▶ _To do_
**a)** In the Tokyo travel post, what is the name of the sumo neighborhood?
**b)** Print the stretch of the Tokyo travel post from "Now, a short" through "Lazy, I know).", word for word.
**c)** Based on the Tokyo travel post, does each statement agree with it? (i) Sumo matches are held all year round. (ii) The writer went to a sumo stable to watch the fighters train. (iii) Old Tokyo is divided into several sections. For each, answer yes or no and quote the words that settle it.

▶ _Selected passage_
◇ ◇ ◇ ◇
As the Tokyo part of my trip comes to an end, I feel the need to dedicate this post to the simple people of the city: the mud slingers and construction workers, the chefs and cooks and assistant cooks, the people who sit at underground exists and whom I continuously force to change my tickets.
To them and to fat people. I mean sumo wrestlers.
Now, a short culture lesson for everyone: in case you didn’t know, Japan had continuously changed the location of it’s capital according to which family (or shogun in certain times) controlled the seat of power. Once there was this place called Edo – which is more or less now know as Old Tokyo – the modern variant being a behemoth of recent age. (i do hope these facts are correct but for now am too tired to double check. Lazy, I know).
Off course, Old Tokyo is divided into several sections, one of which is called Sumida.
It houses a large monstrosity of a building called the Edo Museum (which just looks like a Walker from Star Wars), as well as being home to Ryōgoku (両国) which is the sumo neighbourhood. Here you will find many sumo stables where these fighters train, as well as the Sumo Museum and other various old age artefacts of a building.
However, sumo matches are only held in specific periods, so if you want to partake in this check online to make sure. Supposedly you can also go to stables and watch them train (some offer a sort of such tour), yet I didnt venture towards such activities.
◇ ◇ ◇ ◇
▶ _Extracted records_
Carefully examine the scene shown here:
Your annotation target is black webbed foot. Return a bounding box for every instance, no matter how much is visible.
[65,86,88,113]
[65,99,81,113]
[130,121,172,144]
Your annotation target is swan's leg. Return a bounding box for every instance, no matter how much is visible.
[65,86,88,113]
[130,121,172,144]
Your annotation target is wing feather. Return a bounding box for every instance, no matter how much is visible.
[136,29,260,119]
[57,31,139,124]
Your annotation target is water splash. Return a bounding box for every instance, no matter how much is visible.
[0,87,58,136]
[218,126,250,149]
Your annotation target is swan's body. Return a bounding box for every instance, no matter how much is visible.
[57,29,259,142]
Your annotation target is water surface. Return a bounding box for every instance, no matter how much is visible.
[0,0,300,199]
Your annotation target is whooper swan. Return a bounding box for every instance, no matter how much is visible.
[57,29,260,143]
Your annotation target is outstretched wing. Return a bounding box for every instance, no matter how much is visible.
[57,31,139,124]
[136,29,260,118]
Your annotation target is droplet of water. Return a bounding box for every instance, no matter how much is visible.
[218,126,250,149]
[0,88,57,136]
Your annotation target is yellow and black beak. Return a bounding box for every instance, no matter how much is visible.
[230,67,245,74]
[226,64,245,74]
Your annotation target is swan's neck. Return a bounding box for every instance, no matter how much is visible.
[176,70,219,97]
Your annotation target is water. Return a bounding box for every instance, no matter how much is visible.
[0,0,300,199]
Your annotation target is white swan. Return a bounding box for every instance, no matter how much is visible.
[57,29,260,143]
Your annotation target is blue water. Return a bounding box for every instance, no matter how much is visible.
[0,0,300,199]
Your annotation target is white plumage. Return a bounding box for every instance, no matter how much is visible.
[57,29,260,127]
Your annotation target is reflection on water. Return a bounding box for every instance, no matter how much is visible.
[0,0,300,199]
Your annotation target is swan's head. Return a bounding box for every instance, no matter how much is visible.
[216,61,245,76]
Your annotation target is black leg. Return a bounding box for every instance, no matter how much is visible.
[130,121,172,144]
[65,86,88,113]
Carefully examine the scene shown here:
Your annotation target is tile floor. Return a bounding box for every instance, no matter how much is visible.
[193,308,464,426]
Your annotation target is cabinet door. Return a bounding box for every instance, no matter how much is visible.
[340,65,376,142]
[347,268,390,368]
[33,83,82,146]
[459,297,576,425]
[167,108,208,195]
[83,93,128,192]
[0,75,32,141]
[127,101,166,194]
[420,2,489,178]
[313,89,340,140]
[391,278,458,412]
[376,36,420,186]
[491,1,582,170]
◇ ◇ ◇ ◇
▶ _Final results_
**a)** Ryōgoku (両国)

**b)**
Now, a short culture lesson for everyone: in case you didn’t know, Japan had continuously changed the location of it’s capital according to which family (or shogun in certain times) controlled the seat of power. Once there was this place called Edo – which is more or less now know as Old Tokyo – the modern variant being a behemoth of recent age. (i do hope these facts are correct but for now am too tired to double check. Lazy, I know).

**c)**
(i) No: "sumo matches are only held in specific periods"
(ii) No: "yet I didnt venture towards such activities"
(iii) Yes: "Old Tokyo is divided into several sections"